Task requirements => Without leaving out a single line, copy the records exactly.

----

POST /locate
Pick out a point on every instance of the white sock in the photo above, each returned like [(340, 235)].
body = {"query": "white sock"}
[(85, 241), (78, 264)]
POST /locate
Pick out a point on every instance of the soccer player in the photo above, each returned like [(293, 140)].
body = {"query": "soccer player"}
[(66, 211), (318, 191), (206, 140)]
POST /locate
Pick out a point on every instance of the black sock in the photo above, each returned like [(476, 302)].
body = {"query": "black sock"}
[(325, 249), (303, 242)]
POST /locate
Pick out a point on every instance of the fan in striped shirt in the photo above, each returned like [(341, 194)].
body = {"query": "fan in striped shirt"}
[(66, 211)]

----

Expected answer =>
POST /locate
Pick out a point on every instance of the white sock in the photo above, each returned like [(340, 235)].
body = {"query": "white sock"}
[(85, 241), (78, 264)]
POST /locate
Pick out a point on every instance of the soccer player in the photo above, each returned like [(293, 140)].
body = {"query": "soccer player"}
[(66, 211), (318, 191), (206, 140)]
POST /locate
Pick out a point on every instance of the black sock in the photo above, each returned like [(476, 302)].
body = {"query": "black sock"}
[(325, 249), (303, 242)]
POST /locate
Pick out a point on every instance of the fan in striped shirt in the photo above, each returned like [(341, 194)].
body = {"query": "fan in striped shirt"}
[(66, 211)]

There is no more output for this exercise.